--- BEGIN Dataset extract ---

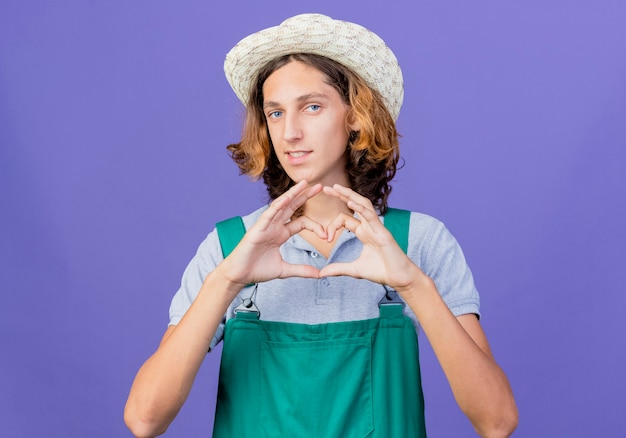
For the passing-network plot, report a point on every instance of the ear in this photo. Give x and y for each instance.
(353, 123)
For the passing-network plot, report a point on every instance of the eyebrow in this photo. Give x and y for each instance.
(303, 98)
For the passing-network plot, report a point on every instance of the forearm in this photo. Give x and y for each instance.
(165, 380)
(480, 387)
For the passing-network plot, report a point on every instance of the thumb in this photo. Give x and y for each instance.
(337, 269)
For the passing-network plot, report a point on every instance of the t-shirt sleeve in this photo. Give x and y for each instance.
(207, 257)
(440, 256)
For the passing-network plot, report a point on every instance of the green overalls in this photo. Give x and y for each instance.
(342, 379)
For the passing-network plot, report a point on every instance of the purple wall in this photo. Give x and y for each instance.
(113, 121)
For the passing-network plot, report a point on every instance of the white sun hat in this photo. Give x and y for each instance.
(350, 44)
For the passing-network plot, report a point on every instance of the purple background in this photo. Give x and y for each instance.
(114, 118)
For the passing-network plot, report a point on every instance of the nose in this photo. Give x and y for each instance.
(292, 128)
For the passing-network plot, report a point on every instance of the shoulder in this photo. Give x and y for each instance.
(251, 218)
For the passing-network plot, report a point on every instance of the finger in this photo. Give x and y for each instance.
(339, 269)
(347, 194)
(304, 271)
(305, 223)
(342, 221)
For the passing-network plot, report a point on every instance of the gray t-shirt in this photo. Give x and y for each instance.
(335, 299)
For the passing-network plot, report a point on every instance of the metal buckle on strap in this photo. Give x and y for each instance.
(391, 298)
(248, 306)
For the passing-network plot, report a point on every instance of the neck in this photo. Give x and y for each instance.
(324, 209)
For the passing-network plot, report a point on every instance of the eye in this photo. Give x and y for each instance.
(274, 114)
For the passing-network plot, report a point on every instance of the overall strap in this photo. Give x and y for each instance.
(230, 232)
(397, 221)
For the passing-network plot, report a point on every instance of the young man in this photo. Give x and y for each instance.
(314, 343)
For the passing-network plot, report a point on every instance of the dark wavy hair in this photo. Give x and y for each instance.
(373, 151)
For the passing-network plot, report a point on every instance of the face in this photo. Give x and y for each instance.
(306, 119)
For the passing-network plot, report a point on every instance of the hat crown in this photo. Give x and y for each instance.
(348, 43)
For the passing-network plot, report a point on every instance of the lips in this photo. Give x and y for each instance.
(297, 154)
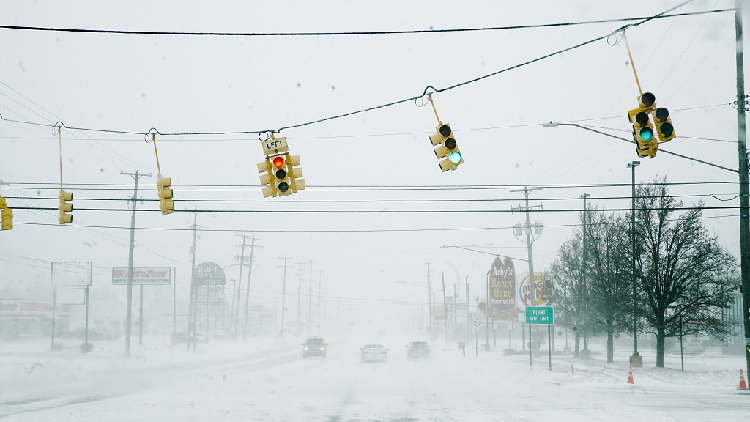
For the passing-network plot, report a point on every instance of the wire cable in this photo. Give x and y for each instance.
(368, 109)
(307, 34)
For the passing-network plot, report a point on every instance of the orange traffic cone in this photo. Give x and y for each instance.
(743, 385)
(630, 375)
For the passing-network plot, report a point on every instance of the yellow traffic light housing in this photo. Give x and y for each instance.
(6, 219)
(664, 128)
(295, 174)
(265, 178)
(279, 177)
(6, 215)
(447, 149)
(164, 186)
(65, 207)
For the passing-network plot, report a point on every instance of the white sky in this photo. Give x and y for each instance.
(190, 83)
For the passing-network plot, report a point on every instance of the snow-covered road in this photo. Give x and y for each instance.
(273, 383)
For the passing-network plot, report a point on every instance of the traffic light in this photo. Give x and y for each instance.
(166, 203)
(6, 219)
(265, 179)
(295, 174)
(447, 151)
(6, 215)
(664, 128)
(281, 180)
(277, 175)
(65, 207)
(643, 133)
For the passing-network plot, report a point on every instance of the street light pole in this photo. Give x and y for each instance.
(743, 176)
(636, 359)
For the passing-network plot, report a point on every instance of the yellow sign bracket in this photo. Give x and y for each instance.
(637, 82)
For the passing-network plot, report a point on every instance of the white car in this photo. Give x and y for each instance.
(692, 346)
(373, 353)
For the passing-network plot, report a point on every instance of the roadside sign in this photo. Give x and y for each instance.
(142, 275)
(540, 315)
(275, 146)
(502, 324)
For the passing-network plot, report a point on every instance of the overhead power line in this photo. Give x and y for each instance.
(429, 90)
(365, 201)
(308, 34)
(394, 211)
(307, 231)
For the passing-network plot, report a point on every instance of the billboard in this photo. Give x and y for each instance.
(31, 309)
(209, 273)
(502, 288)
(142, 275)
(542, 287)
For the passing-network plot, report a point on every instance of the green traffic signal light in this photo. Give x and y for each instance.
(646, 133)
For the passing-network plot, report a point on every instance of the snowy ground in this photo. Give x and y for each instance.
(266, 380)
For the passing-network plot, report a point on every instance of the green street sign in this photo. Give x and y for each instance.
(540, 315)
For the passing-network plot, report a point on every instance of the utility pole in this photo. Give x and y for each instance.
(468, 314)
(140, 317)
(320, 313)
(174, 306)
(636, 359)
(193, 294)
(309, 304)
(429, 302)
(283, 294)
(583, 274)
(743, 172)
(487, 312)
(532, 283)
(247, 291)
(299, 295)
(236, 308)
(445, 308)
(129, 315)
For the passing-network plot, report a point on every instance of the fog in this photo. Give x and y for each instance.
(380, 245)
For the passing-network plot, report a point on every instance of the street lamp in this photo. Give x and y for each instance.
(636, 359)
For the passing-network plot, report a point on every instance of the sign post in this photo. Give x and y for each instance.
(541, 315)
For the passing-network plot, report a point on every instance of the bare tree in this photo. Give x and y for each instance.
(568, 290)
(609, 272)
(682, 270)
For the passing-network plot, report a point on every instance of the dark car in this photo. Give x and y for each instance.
(178, 338)
(314, 346)
(418, 350)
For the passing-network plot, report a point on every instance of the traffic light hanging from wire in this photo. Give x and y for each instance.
(664, 128)
(444, 144)
(280, 177)
(646, 134)
(65, 207)
(447, 149)
(6, 215)
(166, 203)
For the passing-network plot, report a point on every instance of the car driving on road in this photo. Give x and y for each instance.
(373, 353)
(314, 346)
(418, 350)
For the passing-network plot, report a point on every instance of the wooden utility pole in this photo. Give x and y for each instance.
(283, 292)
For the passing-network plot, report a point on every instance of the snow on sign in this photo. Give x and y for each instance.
(540, 315)
(142, 275)
(209, 273)
(275, 146)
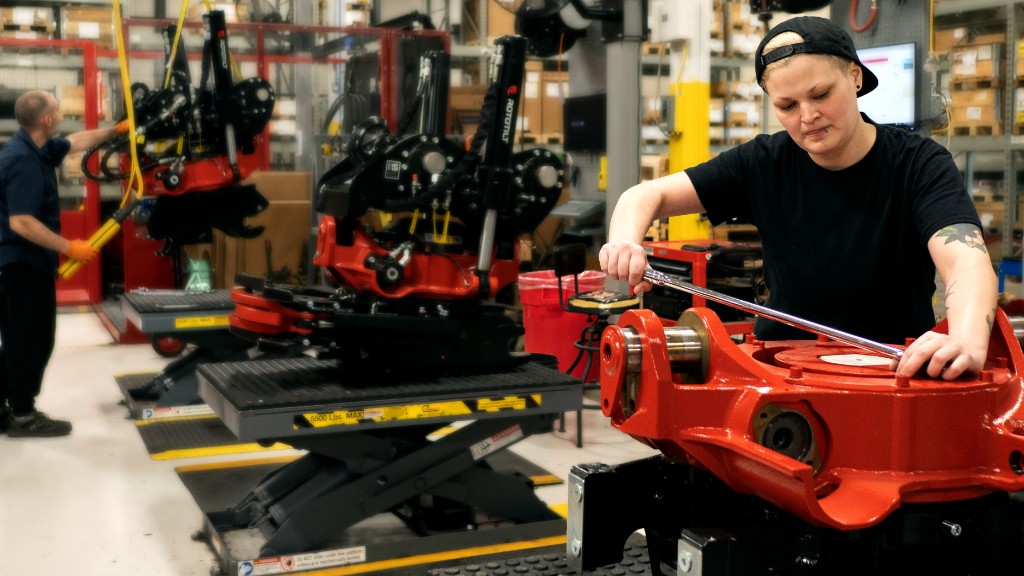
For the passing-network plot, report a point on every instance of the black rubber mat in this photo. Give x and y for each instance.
(168, 439)
(179, 300)
(221, 485)
(300, 381)
(133, 380)
(550, 562)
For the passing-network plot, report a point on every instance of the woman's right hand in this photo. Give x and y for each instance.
(626, 260)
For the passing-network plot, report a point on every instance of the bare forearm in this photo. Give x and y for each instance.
(34, 231)
(971, 301)
(635, 211)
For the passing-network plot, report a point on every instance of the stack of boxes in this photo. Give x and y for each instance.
(735, 96)
(976, 80)
(27, 23)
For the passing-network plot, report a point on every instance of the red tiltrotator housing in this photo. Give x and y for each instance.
(431, 275)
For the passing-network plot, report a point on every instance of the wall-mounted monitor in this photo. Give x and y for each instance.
(895, 100)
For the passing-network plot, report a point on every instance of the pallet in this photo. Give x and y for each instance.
(968, 82)
(976, 130)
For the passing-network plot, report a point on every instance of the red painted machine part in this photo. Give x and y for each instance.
(202, 175)
(880, 440)
(428, 275)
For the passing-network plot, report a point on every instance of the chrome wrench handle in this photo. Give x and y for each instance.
(663, 279)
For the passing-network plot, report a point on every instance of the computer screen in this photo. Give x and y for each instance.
(584, 123)
(894, 101)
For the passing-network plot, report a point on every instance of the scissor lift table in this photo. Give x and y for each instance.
(374, 449)
(194, 318)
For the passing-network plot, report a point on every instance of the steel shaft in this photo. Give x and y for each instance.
(662, 279)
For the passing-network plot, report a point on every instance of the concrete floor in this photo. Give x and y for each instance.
(94, 503)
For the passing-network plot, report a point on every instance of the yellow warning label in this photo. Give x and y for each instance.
(387, 414)
(507, 403)
(200, 322)
(417, 411)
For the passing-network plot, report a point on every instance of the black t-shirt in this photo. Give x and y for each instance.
(844, 248)
(29, 186)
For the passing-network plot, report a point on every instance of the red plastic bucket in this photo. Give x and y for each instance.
(548, 328)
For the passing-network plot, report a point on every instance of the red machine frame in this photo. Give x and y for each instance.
(875, 439)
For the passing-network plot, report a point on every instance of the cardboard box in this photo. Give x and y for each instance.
(1019, 106)
(976, 96)
(233, 11)
(946, 39)
(555, 86)
(28, 18)
(285, 241)
(500, 23)
(981, 62)
(531, 105)
(90, 24)
(465, 104)
(1019, 67)
(975, 115)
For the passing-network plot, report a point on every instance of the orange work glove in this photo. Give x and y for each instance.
(81, 250)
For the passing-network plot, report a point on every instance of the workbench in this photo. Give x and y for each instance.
(416, 449)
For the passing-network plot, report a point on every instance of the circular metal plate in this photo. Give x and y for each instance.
(836, 360)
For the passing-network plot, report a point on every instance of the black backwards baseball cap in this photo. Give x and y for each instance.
(820, 37)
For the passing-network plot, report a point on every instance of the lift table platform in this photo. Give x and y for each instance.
(374, 448)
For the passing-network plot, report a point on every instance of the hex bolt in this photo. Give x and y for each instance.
(685, 562)
(954, 529)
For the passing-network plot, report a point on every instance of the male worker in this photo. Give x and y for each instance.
(30, 241)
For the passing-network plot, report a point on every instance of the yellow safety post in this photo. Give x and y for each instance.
(689, 146)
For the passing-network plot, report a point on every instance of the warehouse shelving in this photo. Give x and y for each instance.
(1004, 15)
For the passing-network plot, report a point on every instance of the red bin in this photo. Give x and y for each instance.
(549, 329)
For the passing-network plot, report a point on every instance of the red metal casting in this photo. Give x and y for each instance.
(429, 274)
(873, 440)
(203, 174)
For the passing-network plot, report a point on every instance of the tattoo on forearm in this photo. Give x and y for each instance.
(949, 292)
(966, 234)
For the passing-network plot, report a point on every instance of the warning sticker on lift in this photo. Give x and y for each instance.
(303, 562)
(189, 323)
(494, 444)
(417, 411)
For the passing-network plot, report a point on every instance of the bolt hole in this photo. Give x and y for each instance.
(781, 440)
(1017, 462)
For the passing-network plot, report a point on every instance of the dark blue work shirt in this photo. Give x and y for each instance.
(29, 186)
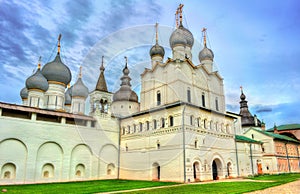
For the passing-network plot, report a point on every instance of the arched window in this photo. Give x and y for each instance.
(189, 95)
(203, 99)
(162, 122)
(217, 103)
(158, 98)
(171, 121)
(154, 124)
(141, 127)
(192, 120)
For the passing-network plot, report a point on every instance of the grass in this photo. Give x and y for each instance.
(82, 187)
(119, 185)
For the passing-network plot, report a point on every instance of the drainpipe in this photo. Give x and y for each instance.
(236, 151)
(287, 157)
(251, 159)
(183, 141)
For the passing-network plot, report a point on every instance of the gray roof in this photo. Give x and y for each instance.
(181, 36)
(57, 71)
(79, 89)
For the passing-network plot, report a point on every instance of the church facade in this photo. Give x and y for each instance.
(179, 130)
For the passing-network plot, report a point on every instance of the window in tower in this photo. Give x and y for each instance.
(154, 124)
(162, 122)
(171, 121)
(141, 126)
(158, 98)
(189, 95)
(203, 99)
(217, 104)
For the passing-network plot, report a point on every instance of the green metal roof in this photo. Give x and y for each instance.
(276, 136)
(286, 127)
(246, 139)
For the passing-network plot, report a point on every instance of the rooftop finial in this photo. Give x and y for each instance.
(156, 33)
(80, 71)
(204, 36)
(58, 46)
(126, 61)
(39, 63)
(180, 13)
(102, 64)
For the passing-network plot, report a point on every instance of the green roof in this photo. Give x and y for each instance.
(276, 136)
(245, 139)
(286, 127)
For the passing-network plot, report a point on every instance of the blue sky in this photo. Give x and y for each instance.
(255, 45)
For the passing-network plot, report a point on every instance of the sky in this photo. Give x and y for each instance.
(255, 43)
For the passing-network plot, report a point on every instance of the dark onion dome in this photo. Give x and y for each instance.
(57, 71)
(24, 93)
(181, 36)
(157, 50)
(68, 98)
(206, 54)
(37, 81)
(125, 93)
(79, 89)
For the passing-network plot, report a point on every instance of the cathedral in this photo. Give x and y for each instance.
(179, 129)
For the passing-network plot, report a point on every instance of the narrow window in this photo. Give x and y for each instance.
(217, 104)
(191, 120)
(162, 122)
(171, 121)
(189, 95)
(141, 126)
(203, 99)
(158, 98)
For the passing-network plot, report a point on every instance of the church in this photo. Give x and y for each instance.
(179, 129)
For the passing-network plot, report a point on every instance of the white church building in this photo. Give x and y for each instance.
(179, 129)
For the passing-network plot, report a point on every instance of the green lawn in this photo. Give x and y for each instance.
(229, 187)
(118, 185)
(82, 187)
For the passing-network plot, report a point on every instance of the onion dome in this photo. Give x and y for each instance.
(157, 50)
(79, 89)
(68, 98)
(125, 93)
(37, 81)
(181, 36)
(24, 93)
(205, 53)
(56, 70)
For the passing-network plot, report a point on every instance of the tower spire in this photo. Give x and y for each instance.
(39, 63)
(58, 45)
(101, 83)
(80, 72)
(180, 13)
(204, 36)
(156, 33)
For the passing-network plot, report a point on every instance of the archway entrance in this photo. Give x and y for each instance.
(216, 169)
(196, 171)
(155, 172)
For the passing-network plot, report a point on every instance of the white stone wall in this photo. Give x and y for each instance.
(49, 152)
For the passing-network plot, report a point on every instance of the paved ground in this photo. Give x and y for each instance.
(289, 188)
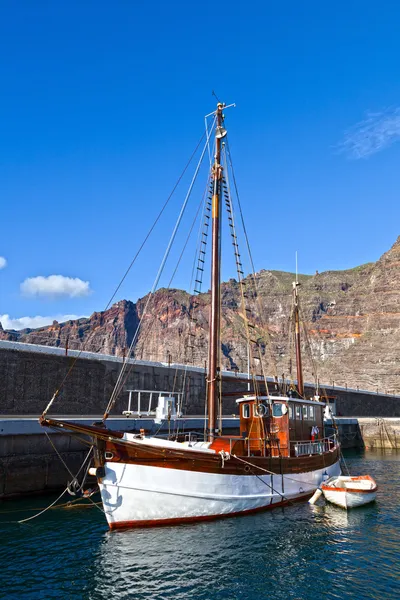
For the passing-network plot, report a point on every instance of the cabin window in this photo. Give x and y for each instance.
(277, 410)
(261, 410)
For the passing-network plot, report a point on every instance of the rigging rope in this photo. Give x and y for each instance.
(117, 387)
(84, 345)
(253, 275)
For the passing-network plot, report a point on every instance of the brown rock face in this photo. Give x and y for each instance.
(352, 318)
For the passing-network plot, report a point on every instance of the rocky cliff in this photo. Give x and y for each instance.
(352, 320)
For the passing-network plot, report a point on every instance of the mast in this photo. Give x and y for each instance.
(214, 325)
(299, 366)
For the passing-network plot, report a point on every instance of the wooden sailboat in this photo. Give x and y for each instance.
(147, 480)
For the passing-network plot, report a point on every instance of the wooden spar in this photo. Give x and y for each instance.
(299, 366)
(214, 325)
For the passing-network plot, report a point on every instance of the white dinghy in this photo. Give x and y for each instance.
(347, 492)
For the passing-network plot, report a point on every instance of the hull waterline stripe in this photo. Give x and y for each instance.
(188, 520)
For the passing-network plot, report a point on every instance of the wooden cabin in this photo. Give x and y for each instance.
(280, 426)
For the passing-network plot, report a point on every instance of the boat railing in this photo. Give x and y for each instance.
(309, 447)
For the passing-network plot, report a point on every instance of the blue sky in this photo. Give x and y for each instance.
(102, 104)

--- END Dataset extract ---

### Set problem
Write out again every line of the records from the line holding "of the boat" through the end, inclusive, with the requests kept, and add 143 to each coordinate in the answers.

### Answer for this exercise
For the passing-network plot, report a point on every instance of the boat railing in this photo. Give x and y for each instance.
(452, 590)
For the passing-network plot, report a point on every instance of the blue sky in this photo. Give x and y for each instance.
(245, 247)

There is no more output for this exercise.